>> start Document extract
# First outings



## dawhip (Apr 13, 2007)

Went out crappie fishing twice last weekend. Didn't catch many crappies, but I couldn't keep the bass off my line. No matter what or how small the bait, the bass were all over it. Also caught a fairly decent northern pike about 5-6 lbs. At one point I finally had to quit using my light crappie gear after the bass broke my line for the third time. I did manage to get enough crappies for a small meal. I plan on going out again Wednesday nite to see if the crappie bite is going. I'll post my luck later.

Dave


----------



## MrSafety (Feb 22, 2005)

Crappie fishing this spring has been confusing and frustrating. We have hardly found any crappies over 10". Plenty of bass like you said, small sunfish, a few perch and a few northerns. Surface temp was 61 Sunday afternoon where we were and no fish. I've been out 6 times and have not found them yet, and this is fishing 4 different lakes I've fished for over 20 years.........walleye opener in 10 days........maybe THEN we'll find the crappies.


----------



## dawhip (Apr 13, 2007)

Surface temp where I was fishing was 57.5 degrees. I plan on going out again tomorrow night. I'll post my results.


----------



## Shu (Oct 21, 2003)

The crappie fishing the last 2 weekends has been great. The fish are shallow and on the beds now. Water temp was 68 last weekend. Sunfish are right around the corner too. It's a lot of fun sight fishing the slabs. A real good kid activity too!


----------
>> end Document extract
>> start Entries supplied
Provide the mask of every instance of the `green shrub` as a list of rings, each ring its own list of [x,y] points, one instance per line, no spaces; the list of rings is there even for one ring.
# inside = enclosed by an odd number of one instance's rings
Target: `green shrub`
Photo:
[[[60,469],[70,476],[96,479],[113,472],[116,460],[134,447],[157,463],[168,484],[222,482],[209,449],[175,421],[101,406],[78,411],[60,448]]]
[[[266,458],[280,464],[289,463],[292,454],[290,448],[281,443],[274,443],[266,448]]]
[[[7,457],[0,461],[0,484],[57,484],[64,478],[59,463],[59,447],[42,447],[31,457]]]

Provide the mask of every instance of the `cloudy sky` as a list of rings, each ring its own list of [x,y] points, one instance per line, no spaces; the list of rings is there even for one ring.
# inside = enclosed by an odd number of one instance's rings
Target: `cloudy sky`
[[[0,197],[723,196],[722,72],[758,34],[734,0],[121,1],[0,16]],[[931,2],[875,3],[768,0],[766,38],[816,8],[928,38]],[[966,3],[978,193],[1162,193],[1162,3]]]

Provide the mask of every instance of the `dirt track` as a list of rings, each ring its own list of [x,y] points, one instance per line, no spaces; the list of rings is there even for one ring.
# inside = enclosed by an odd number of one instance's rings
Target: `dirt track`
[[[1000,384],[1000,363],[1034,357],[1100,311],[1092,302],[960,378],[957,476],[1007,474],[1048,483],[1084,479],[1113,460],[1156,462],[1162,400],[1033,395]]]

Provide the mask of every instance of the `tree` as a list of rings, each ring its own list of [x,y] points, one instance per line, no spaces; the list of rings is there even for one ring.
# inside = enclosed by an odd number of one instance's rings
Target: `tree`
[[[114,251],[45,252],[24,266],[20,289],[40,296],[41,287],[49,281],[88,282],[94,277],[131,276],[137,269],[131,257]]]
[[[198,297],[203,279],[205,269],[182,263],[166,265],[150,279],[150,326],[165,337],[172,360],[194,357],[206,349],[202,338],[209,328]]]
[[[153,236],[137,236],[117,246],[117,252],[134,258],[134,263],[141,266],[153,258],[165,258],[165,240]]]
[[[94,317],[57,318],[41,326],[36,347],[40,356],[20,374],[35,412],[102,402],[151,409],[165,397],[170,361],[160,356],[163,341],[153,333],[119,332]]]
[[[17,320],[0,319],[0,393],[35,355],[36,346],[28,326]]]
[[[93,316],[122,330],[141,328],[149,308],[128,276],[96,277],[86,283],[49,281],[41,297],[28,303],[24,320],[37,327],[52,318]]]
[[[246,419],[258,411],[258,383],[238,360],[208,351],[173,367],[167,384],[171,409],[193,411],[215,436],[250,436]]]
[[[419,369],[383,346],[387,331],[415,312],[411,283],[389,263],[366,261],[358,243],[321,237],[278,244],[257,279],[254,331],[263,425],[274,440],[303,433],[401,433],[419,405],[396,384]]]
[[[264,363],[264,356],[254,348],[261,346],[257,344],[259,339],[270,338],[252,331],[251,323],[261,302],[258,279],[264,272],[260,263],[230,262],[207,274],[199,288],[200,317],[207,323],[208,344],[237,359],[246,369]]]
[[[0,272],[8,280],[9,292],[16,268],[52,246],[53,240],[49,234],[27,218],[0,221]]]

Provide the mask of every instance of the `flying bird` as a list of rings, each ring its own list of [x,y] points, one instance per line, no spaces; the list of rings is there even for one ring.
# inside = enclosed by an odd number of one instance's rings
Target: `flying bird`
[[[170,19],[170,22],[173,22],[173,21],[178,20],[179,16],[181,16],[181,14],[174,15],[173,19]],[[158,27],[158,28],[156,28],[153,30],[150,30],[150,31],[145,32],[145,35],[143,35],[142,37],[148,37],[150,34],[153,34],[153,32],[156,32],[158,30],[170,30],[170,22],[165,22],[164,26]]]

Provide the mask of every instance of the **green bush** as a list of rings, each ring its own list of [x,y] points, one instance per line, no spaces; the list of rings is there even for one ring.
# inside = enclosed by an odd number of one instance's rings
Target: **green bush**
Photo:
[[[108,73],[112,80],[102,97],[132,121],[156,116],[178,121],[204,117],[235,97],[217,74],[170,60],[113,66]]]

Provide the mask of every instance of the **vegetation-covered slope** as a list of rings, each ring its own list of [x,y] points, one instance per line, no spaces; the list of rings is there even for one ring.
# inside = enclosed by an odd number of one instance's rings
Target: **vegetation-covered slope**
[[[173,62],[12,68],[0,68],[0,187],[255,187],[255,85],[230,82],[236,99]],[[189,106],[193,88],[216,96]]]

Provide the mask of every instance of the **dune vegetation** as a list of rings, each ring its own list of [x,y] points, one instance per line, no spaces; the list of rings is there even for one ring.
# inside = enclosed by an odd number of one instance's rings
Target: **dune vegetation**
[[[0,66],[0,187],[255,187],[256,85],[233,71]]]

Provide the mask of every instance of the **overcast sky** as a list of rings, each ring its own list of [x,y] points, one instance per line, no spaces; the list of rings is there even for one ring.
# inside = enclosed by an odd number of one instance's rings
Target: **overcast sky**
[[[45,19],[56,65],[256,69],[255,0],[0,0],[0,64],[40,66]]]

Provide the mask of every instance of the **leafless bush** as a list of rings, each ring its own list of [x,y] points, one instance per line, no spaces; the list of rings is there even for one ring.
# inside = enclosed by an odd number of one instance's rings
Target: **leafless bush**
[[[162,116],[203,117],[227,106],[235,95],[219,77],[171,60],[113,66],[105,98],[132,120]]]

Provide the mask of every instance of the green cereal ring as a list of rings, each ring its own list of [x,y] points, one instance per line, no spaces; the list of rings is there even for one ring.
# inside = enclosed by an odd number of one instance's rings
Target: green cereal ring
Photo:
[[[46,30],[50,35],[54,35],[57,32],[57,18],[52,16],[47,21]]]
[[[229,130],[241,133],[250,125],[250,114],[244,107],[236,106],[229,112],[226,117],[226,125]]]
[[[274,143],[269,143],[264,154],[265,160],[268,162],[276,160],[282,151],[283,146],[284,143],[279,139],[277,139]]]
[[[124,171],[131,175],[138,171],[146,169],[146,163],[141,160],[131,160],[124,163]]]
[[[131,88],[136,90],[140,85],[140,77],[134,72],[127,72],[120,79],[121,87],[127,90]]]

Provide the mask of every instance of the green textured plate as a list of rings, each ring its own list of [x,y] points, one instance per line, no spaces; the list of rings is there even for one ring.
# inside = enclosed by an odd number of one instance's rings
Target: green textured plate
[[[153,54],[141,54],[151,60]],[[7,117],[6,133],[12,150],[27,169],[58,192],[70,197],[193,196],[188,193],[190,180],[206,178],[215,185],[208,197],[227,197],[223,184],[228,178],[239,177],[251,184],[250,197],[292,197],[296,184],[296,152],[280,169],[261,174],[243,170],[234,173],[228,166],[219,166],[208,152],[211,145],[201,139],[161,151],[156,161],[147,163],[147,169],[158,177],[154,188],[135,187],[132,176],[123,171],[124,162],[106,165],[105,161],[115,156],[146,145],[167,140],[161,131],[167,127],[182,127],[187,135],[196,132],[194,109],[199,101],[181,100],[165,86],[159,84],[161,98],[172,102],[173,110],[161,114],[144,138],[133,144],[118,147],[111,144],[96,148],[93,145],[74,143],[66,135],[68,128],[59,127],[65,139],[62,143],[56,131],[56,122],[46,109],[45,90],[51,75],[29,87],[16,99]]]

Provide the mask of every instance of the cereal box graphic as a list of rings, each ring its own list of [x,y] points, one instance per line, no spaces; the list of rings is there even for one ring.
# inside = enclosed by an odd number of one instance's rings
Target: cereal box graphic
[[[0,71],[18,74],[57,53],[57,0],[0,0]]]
>> end Entries supplied
» To-do list
**a)** Reproduce the passage in the crappie fishing thread starting with "Went out crappie" and going on through "my luck later.".
**b)** List every water temperature reading reported in the crappie fishing thread.
The listing that comes after the crappie fishing thread is separate material.

» Responses per task
**a)**
Went out crappie fishing twice last weekend. Didn't catch many crappies, but I couldn't keep the bass off my line. No matter what or how small the bait, the bass were all over it. Also caught a fairly decent northern pike about 5-6 lbs. At one point I finally had to quit using my light crappie gear after the bass broke my line for the third time. I did manage to get enough crappies for a small meal. I plan on going out again Wednesday nite to see if the crappie bite is going. I'll post my luck later.

**b)**
- 61
- 57.5 degrees
- 68